* begin Supplied data *

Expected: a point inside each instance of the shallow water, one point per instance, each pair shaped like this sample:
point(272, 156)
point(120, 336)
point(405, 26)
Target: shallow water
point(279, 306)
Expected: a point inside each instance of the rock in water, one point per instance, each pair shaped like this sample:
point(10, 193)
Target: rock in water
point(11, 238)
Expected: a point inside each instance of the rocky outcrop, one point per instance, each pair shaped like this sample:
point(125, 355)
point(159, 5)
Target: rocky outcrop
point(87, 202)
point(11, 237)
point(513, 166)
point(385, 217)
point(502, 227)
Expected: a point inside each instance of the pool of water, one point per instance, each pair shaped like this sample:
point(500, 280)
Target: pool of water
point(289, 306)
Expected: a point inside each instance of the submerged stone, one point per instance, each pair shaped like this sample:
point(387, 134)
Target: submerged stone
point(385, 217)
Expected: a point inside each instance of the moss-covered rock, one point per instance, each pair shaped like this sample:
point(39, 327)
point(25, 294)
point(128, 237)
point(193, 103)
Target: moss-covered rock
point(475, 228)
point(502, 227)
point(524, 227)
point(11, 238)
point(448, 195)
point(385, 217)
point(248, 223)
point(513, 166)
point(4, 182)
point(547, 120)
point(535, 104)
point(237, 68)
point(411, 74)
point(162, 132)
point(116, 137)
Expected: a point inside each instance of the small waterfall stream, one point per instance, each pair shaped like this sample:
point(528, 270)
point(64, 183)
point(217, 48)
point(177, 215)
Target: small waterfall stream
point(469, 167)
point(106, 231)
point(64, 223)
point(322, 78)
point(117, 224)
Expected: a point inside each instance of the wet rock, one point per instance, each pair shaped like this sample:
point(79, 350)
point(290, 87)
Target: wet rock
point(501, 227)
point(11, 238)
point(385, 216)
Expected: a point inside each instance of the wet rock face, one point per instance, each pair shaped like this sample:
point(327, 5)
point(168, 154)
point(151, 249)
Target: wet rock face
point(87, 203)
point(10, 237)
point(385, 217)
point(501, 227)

* end Supplied data *

→ What is being asked
Rewrite the data from its first line through the line containing "point(279, 306)", both ends included, and shift every coordinate in the answers up by 62 while leaving the rest of each line unchanged.

→ Expected answer
Expected: a point inside each instance of the shallow water, one point per instance, each pair shaped like this sample:
point(272, 156)
point(120, 336)
point(405, 26)
Target: shallow water
point(341, 368)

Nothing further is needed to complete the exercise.